— START Data extract —
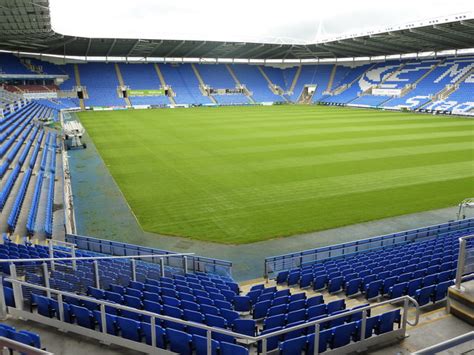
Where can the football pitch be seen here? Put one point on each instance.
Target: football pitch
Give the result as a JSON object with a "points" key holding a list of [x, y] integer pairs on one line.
{"points": [[245, 174]]}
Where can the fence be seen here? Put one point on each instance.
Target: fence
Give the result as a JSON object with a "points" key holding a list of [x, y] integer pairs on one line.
{"points": [[18, 310], [195, 263], [465, 268], [279, 263], [21, 348]]}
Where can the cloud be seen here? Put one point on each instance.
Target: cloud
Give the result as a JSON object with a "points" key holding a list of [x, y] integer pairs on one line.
{"points": [[246, 20]]}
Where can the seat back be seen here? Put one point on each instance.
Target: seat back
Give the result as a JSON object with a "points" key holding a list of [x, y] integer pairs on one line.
{"points": [[293, 346], [180, 342]]}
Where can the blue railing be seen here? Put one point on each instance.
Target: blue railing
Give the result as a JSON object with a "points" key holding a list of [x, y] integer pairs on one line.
{"points": [[194, 263], [279, 263]]}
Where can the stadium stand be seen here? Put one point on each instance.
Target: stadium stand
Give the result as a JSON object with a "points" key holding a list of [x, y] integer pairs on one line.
{"points": [[422, 269], [129, 299], [20, 160], [430, 84]]}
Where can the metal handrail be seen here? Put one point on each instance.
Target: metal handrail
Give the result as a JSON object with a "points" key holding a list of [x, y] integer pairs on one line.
{"points": [[252, 339], [81, 258], [461, 260], [445, 345], [20, 347], [291, 257]]}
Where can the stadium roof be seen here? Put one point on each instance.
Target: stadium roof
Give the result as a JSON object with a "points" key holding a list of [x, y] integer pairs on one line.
{"points": [[25, 26]]}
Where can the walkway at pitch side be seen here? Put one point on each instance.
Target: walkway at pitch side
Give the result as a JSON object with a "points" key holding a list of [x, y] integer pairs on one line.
{"points": [[102, 212]]}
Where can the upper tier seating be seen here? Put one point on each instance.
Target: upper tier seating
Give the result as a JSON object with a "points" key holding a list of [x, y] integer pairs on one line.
{"points": [[250, 76], [11, 64], [21, 144], [21, 336], [201, 298], [101, 82], [407, 269], [184, 83], [143, 77]]}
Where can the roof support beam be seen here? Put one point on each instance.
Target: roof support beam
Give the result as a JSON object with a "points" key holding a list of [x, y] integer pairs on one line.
{"points": [[171, 52], [454, 32], [133, 47], [268, 50], [59, 45], [344, 51], [157, 45], [246, 52], [195, 49], [281, 53], [372, 42], [112, 45], [467, 24], [357, 46], [88, 46], [438, 39]]}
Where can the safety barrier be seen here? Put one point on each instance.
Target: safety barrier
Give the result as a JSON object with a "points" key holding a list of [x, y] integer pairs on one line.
{"points": [[279, 263], [195, 263], [16, 308]]}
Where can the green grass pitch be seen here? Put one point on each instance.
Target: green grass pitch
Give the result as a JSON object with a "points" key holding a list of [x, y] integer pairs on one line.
{"points": [[245, 174]]}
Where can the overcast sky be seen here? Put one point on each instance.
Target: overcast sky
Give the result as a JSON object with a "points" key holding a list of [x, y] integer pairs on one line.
{"points": [[299, 21]]}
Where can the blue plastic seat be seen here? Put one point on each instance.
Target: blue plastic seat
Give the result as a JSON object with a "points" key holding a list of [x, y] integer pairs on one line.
{"points": [[306, 280], [319, 282], [280, 300], [314, 301], [44, 306], [232, 349], [260, 310], [129, 328], [223, 304], [84, 317], [386, 321], [296, 316], [441, 290], [423, 295], [134, 292], [372, 290], [397, 290], [335, 284], [370, 325], [111, 322], [387, 283], [117, 289], [413, 286], [242, 303], [294, 278], [316, 311], [206, 309], [325, 337], [336, 305], [353, 287], [254, 295], [152, 307], [200, 344], [180, 342], [296, 305], [244, 326], [293, 346], [277, 310], [274, 321], [215, 321], [282, 277], [342, 334], [444, 276], [429, 280], [159, 333]]}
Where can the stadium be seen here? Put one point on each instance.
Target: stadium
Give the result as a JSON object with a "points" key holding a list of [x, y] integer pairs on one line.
{"points": [[174, 195]]}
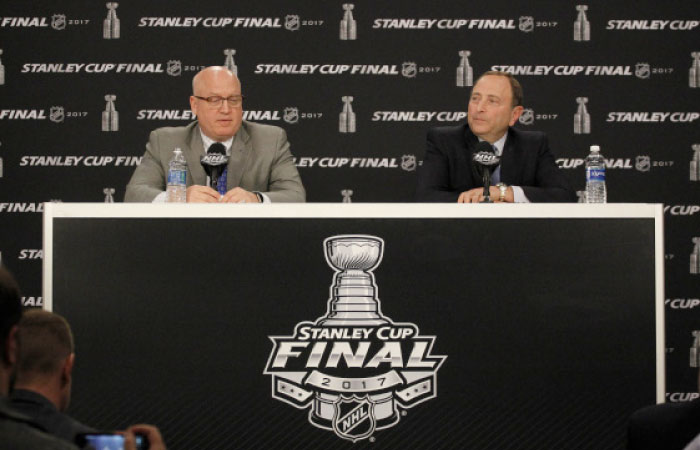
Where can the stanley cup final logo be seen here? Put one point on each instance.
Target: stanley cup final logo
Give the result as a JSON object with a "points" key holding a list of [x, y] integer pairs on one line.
{"points": [[109, 194], [347, 117], [582, 27], [695, 164], [465, 75], [694, 73], [229, 63], [2, 71], [582, 120], [348, 25], [695, 350], [354, 368], [110, 117], [695, 257], [58, 22], [110, 26]]}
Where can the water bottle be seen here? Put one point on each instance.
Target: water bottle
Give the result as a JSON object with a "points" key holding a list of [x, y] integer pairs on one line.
{"points": [[177, 178], [595, 176]]}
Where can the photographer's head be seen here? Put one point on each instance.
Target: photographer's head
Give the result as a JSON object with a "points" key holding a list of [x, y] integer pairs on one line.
{"points": [[10, 314], [46, 356]]}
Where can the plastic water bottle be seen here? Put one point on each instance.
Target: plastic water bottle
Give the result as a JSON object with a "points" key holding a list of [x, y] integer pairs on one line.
{"points": [[595, 177], [177, 178]]}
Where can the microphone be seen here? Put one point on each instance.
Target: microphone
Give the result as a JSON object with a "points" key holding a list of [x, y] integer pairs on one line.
{"points": [[214, 163], [485, 162]]}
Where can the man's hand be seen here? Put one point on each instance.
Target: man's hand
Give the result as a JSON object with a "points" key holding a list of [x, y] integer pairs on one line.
{"points": [[476, 195], [202, 194], [239, 195], [155, 440]]}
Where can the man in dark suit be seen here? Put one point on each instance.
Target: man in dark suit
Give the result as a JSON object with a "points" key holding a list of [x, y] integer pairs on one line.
{"points": [[45, 373], [527, 172], [17, 431]]}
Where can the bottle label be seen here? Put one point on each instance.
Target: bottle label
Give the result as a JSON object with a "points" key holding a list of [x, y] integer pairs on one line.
{"points": [[595, 175], [177, 177]]}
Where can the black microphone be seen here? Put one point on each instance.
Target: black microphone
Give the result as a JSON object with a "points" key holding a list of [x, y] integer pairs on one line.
{"points": [[214, 163], [485, 162]]}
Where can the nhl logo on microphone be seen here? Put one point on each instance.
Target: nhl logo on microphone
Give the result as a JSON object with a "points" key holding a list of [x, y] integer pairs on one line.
{"points": [[486, 158]]}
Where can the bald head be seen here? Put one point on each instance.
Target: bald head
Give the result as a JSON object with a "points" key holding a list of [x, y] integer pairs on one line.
{"points": [[212, 75]]}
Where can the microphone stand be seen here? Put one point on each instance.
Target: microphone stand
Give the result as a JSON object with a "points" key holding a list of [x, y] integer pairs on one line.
— END Data extract —
## Given problem
Please repeat all of the rows above word for word, from first to last, and leave the pictures out.

## Complete output
Where can the football pitch be seen here? Put one point on each instance.
Target: football pitch
Give the result as a JSON object with a "points" key holding a list of [x, y] integer pairs on one line.
{"points": [[245, 174]]}
Where can the fence be seen here? Put one point on each instance.
Target: fence
Give the result as a JSON object with a "points" key holding a list of [x, y] integer pairs on one line.
{"points": [[18, 310], [195, 263], [465, 268], [279, 263], [21, 348]]}
Where can the cloud be seen here? Put one point on each instance.
Target: cloud
Give the result as a JSON object with a "points" key holding a list of [x, y] integer pairs on one line.
{"points": [[246, 20]]}
Where can the seat back be seen here? Put one point on each instance.
Target: seat back
Give the result as a JSON object with a "points" key holding a list of [x, y] integer pairs on one line.
{"points": [[293, 346], [180, 342]]}
Where can the blue railing be seen here? Put one point on each instance.
Target: blue railing
Give the result as a JSON object with a "points" key holding a list of [x, y] integer pairs on one line.
{"points": [[194, 263], [279, 263]]}
Where can the stadium stand be seen here? Put one point on each instance.
Target: stadium stand
Give the result as a JSON object with a "points" key holding a list of [x, y] integer pairs on one line.
{"points": [[422, 269], [129, 299], [20, 160], [430, 84]]}
Where can the metal handrail be seen here? Put one point on each instance.
Target: metal handrail
Give the result as a JSON object with a "points" key holding a list of [x, y] integer pairs on one line.
{"points": [[252, 339], [81, 258], [461, 260], [445, 345], [20, 347], [291, 257]]}
Where can the stadium roof be seen here? Put one point on each instance.
Target: stadium roof
Give the result as a JSON object with a "points" key holding a list of [x, y] integer pairs on one line.
{"points": [[25, 26]]}
Where can the walkway at pitch side be seen here? Put one point on each instance.
Target: walkway at pitch side
Give the result as a JSON object with a "points" key holding a list of [x, y] integer pairs on one line.
{"points": [[102, 212]]}
Where can the upper tier seating be seen here? Put one point on each instance.
Target: upper tier seating
Give the result as a JSON object with a "points" key holding a list of [x, y] integer pairs on one line.
{"points": [[250, 76], [11, 64], [21, 144], [21, 336], [201, 298], [101, 82], [407, 269], [184, 83], [143, 77]]}
Where can the roof support beam be seen here? Put one point on each instance.
Target: roof support beam
Give the result as a JSON object with a "points" key holding a list of [x, y] integer pairs on one line.
{"points": [[171, 52], [454, 32], [133, 47], [268, 50], [59, 45], [344, 51], [157, 45], [246, 52], [195, 49], [281, 53], [372, 42], [112, 45], [467, 24], [357, 46], [88, 46], [438, 39]]}
Where can the safety barrier be seen here? Put one point on each instance.
Target: safety barrier
Give the result as a JSON object with a "points" key holding a list of [x, y] integer pairs on one line.
{"points": [[279, 263], [195, 263], [16, 308]]}
Where can the green grass pitch be seen here? Put one point on each instance.
Target: green grass pitch
Give the result as a JSON object with a "points" key holding a list of [x, y] integer pairs on one line.
{"points": [[245, 174]]}
Where can the overcast sky be seen here? Put one point on each instance.
Target: overcast sky
Give the result as a JSON object with a "points" key holding a list of [x, y] integer pairs on one line.
{"points": [[299, 21]]}
Where can the blue plastic seat be seen here? Put one point on each instance.
Target: blue plastic seat
Give the result as a JSON object with a "points" key holding a list of [x, y] integer pairs on one line.
{"points": [[306, 280], [319, 282], [280, 300], [314, 301], [44, 306], [232, 349], [260, 310], [129, 328], [223, 304], [84, 317], [386, 321], [296, 316], [441, 290], [423, 295], [134, 292], [372, 290], [397, 290], [335, 284], [370, 325], [111, 322], [387, 283], [117, 289], [413, 286], [242, 303], [294, 278], [316, 311], [206, 309], [325, 337], [336, 305], [353, 287], [254, 295], [152, 307], [200, 344], [180, 342], [296, 305], [244, 326], [293, 346], [277, 310], [274, 321], [215, 321], [282, 277], [342, 334], [444, 276], [429, 280], [159, 333]]}
Where can the stadium be seen here? Put one point on each instance.
Target: stadium
Give the result as a JSON object with a "points" key holding a list of [x, y] integer pairs on one line.
{"points": [[174, 195]]}
Where can the stanley cup final logo be seen here? Put one point on each instance.
Target: stanley cup final logo
Give the result as a JSON object with a "points" key holding a list of [x, y] integer pairs on one line.
{"points": [[109, 194], [347, 117], [582, 27], [695, 164], [465, 75], [694, 73], [229, 63], [2, 71], [582, 120], [348, 25], [695, 350], [354, 368], [110, 117], [695, 257], [58, 22], [110, 26]]}
Where can the water bottle be seen here? Put one point on each instance.
Target: water bottle
Give the result as a JSON object with a "points" key holding a list of [x, y] integer pairs on one line.
{"points": [[177, 178], [595, 176]]}
Where can the photographer's head be seen here? Put one point on each instance.
Target: photographer's head
Give the result as a JSON object with a "points" key holding a list of [x, y] integer pairs on one line.
{"points": [[10, 314], [46, 356]]}
Where can the plastic water bottle be seen here? Put one point on each instance.
Target: plastic water bottle
Give the result as a JSON object with a "points" key holding a list of [x, y] integer pairs on one line.
{"points": [[595, 177], [177, 178]]}
Where can the microphone be seen here? Put one point on each instance.
Target: microphone
Give the result as a JSON object with a "points" key holding a list of [x, y] integer pairs on one line.
{"points": [[214, 163], [485, 162]]}
Where can the man's hand be seen here? Put one point on each instance.
Target: man's hand
Give the result as a JSON object with a "points" key holding a list of [x, y] integer pairs on one line.
{"points": [[476, 195], [202, 194], [239, 195], [155, 440]]}
Where can the man in dark suit be seen here? Put one point on each instance.
Target: man in dark suit
Give the result as a JSON object with a "points" key holding a list of [x, y] integer pairs on one line.
{"points": [[45, 373], [527, 172], [17, 431]]}
Where can the bottle label be seen here? Put one point on each instance.
Target: bottle label
Give the result as a JSON object with a "points" key holding a list of [x, y] integer pairs on one line.
{"points": [[595, 175], [177, 177]]}
Where can the black microphone be seen here? Put one point on each instance.
Target: black microphone
Give the result as a JSON object with a "points" key holding a list of [x, y] integer pairs on one line.
{"points": [[214, 163], [485, 162]]}
Where can the nhl logo on microphone be seen here? Put one point on each instance.
Target: nhl logo on microphone
Give the result as a JSON object with a "points" key holding a list of [x, y] integer pairs on one line.
{"points": [[486, 158]]}
Where can the bald head be seen here? Put one point on each instance.
Target: bald head
Give the result as a JSON object with a "points" key holding a list of [x, y] integer pairs on one line.
{"points": [[212, 75]]}
Where can the microphone stand be seen here? Put one point on each instance.
Target: microphone stand
Give the result as a JSON object with a "points" key holding a list of [x, y] integer pairs on one line.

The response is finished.